Copy nothing but the text: reproduce each line of the listing exactly and leave the pictures out.

--- start ---

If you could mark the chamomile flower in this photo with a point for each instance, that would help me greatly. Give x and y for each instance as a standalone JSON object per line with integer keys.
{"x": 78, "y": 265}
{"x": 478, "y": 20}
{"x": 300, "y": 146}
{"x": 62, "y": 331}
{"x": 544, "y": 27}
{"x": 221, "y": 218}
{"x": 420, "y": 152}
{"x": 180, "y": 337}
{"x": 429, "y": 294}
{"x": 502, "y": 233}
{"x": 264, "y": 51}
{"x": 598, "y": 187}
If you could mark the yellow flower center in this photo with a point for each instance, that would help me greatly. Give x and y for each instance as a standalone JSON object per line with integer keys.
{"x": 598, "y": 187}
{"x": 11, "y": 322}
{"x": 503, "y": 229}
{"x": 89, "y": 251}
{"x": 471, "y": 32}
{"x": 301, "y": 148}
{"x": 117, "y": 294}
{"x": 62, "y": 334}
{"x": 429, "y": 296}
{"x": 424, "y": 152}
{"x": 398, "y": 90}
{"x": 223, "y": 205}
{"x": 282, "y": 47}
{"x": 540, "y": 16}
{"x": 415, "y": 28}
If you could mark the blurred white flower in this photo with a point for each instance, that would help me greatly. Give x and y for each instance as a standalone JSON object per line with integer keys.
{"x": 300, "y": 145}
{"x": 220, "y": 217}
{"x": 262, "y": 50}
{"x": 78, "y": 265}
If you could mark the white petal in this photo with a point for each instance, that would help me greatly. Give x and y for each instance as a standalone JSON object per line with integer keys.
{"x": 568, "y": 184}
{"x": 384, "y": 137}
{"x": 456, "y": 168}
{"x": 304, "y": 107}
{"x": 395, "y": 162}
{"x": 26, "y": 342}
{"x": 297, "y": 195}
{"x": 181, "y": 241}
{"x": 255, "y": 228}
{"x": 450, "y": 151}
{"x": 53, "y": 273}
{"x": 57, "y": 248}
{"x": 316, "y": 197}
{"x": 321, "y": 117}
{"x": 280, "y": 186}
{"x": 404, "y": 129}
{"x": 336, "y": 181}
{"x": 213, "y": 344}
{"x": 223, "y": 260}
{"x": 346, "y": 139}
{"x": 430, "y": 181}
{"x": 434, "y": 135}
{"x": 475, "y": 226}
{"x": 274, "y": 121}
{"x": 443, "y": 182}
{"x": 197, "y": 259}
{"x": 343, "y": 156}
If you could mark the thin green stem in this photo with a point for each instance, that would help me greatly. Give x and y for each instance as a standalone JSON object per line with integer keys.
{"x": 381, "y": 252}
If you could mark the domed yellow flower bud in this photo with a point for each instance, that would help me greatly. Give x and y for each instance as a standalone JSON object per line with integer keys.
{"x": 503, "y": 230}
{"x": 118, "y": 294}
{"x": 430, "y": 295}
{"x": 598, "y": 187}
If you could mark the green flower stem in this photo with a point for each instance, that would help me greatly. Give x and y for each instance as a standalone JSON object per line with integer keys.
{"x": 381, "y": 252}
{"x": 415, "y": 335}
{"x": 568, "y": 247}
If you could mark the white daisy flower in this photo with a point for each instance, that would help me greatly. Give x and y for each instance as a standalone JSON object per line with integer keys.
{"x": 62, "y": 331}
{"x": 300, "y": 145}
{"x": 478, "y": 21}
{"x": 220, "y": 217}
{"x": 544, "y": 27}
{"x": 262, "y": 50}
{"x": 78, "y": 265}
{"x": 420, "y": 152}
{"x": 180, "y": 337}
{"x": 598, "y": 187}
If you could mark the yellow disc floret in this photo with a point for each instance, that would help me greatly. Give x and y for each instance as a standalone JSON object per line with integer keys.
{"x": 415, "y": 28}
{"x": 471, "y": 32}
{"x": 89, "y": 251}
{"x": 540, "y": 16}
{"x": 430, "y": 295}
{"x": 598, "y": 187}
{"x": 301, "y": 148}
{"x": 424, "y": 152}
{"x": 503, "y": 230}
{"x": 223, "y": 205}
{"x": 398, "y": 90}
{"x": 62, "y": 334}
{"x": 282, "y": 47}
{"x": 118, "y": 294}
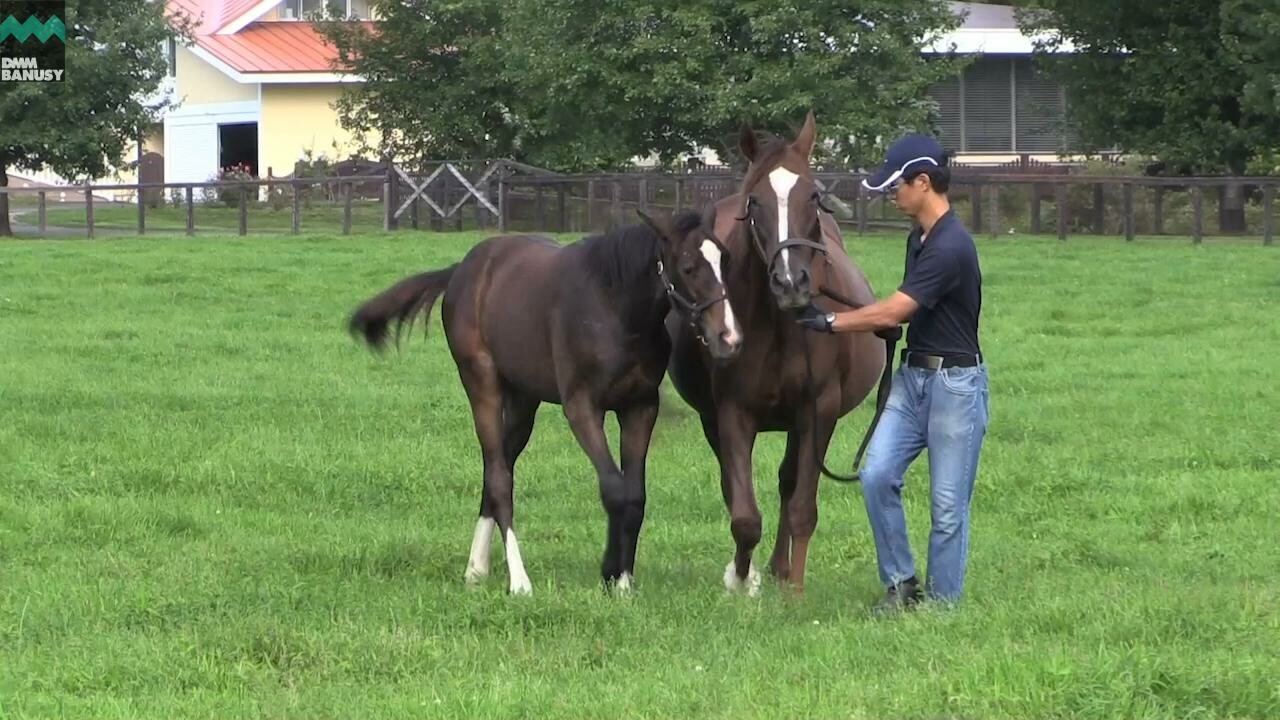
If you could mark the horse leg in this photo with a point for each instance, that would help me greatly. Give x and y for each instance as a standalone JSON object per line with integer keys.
{"x": 586, "y": 419}
{"x": 636, "y": 429}
{"x": 484, "y": 391}
{"x": 736, "y": 441}
{"x": 801, "y": 511}
{"x": 517, "y": 417}
{"x": 780, "y": 564}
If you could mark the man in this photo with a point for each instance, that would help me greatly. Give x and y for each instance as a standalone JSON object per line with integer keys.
{"x": 940, "y": 399}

--- end ---

| Solved problem |
If you could mark the chamomile flower in this photo with a point for each instance, that would help me greatly. Give x and y for each instance as a standalone JSON object per line with integer keys.
{"x": 78, "y": 265}
{"x": 478, "y": 20}
{"x": 300, "y": 146}
{"x": 62, "y": 331}
{"x": 544, "y": 27}
{"x": 221, "y": 218}
{"x": 420, "y": 152}
{"x": 180, "y": 337}
{"x": 429, "y": 294}
{"x": 502, "y": 233}
{"x": 264, "y": 51}
{"x": 598, "y": 187}
If you could mark the yellow flower center in this photo with a point for each instance, that would help me greatly. Give x and y for each instance as a standalone JSON object per line with integer keys.
{"x": 598, "y": 187}
{"x": 11, "y": 322}
{"x": 503, "y": 229}
{"x": 89, "y": 251}
{"x": 471, "y": 32}
{"x": 301, "y": 148}
{"x": 117, "y": 294}
{"x": 62, "y": 334}
{"x": 429, "y": 296}
{"x": 424, "y": 152}
{"x": 398, "y": 90}
{"x": 223, "y": 205}
{"x": 282, "y": 47}
{"x": 540, "y": 16}
{"x": 415, "y": 28}
If you could mark the blurred white flower in this photo with a point for each instance, that would help me greatly. Give x and y for each instance as a standalone JSON object per line with integer keys.
{"x": 300, "y": 145}
{"x": 220, "y": 217}
{"x": 262, "y": 50}
{"x": 78, "y": 265}
If you could mark the white petal in this photo with a point for each instance, that would help me greatly. Give x and y for each instance as a standalone JSON object per line with integer keys.
{"x": 568, "y": 184}
{"x": 384, "y": 137}
{"x": 456, "y": 168}
{"x": 304, "y": 107}
{"x": 395, "y": 162}
{"x": 26, "y": 342}
{"x": 297, "y": 195}
{"x": 181, "y": 241}
{"x": 255, "y": 228}
{"x": 450, "y": 151}
{"x": 53, "y": 273}
{"x": 57, "y": 248}
{"x": 316, "y": 197}
{"x": 321, "y": 117}
{"x": 280, "y": 186}
{"x": 404, "y": 129}
{"x": 336, "y": 181}
{"x": 213, "y": 344}
{"x": 223, "y": 260}
{"x": 346, "y": 139}
{"x": 430, "y": 181}
{"x": 434, "y": 135}
{"x": 475, "y": 226}
{"x": 274, "y": 121}
{"x": 443, "y": 182}
{"x": 197, "y": 259}
{"x": 343, "y": 156}
If you could mark the thin green stem in this photo with a point for each instance, that would help me greatly. Give x and y for each instance as a standalone JSON object per line with integer keys.
{"x": 381, "y": 252}
If you could mark the domed yellow flower bud in this photo with a point for each instance, that would help me greatly. Give x and y for each instance as a standalone JSON object per line with integer keys.
{"x": 503, "y": 230}
{"x": 118, "y": 294}
{"x": 430, "y": 295}
{"x": 598, "y": 187}
If you could mark the green flower stem in this photo with a point for each instance, that would help me greatly. Give x and y for each instance as a standalone JSON object per line with integer keys.
{"x": 381, "y": 252}
{"x": 415, "y": 335}
{"x": 568, "y": 247}
If you could mark the white daisy flower in this photo with a point for each instance, that would help me greatly. Give x and y for each instance as a standalone JSON object per line with integer keys.
{"x": 62, "y": 331}
{"x": 300, "y": 145}
{"x": 478, "y": 21}
{"x": 220, "y": 217}
{"x": 544, "y": 27}
{"x": 262, "y": 50}
{"x": 78, "y": 265}
{"x": 420, "y": 152}
{"x": 180, "y": 337}
{"x": 598, "y": 187}
If you could mark the yellow disc floret in this photo with a point for each instance, that would help me greatly. Give x and y for each instance as a standalone JSON object per line with integer keys.
{"x": 415, "y": 28}
{"x": 471, "y": 32}
{"x": 89, "y": 251}
{"x": 540, "y": 16}
{"x": 430, "y": 295}
{"x": 598, "y": 187}
{"x": 301, "y": 148}
{"x": 424, "y": 152}
{"x": 503, "y": 230}
{"x": 223, "y": 205}
{"x": 398, "y": 90}
{"x": 62, "y": 334}
{"x": 282, "y": 47}
{"x": 118, "y": 294}
If you could mark the horse leg in this photo with a point for each instance, that would help me greatly. Give x and y for each instance as a standalone JSON object per line with integer keys.
{"x": 586, "y": 419}
{"x": 636, "y": 429}
{"x": 484, "y": 391}
{"x": 736, "y": 441}
{"x": 801, "y": 511}
{"x": 517, "y": 417}
{"x": 780, "y": 564}
If you could mark the man in this photo with a point for each instance, that would help me greatly. Give x and y for each instance as a standalone JSON object per line with integer keys.
{"x": 940, "y": 399}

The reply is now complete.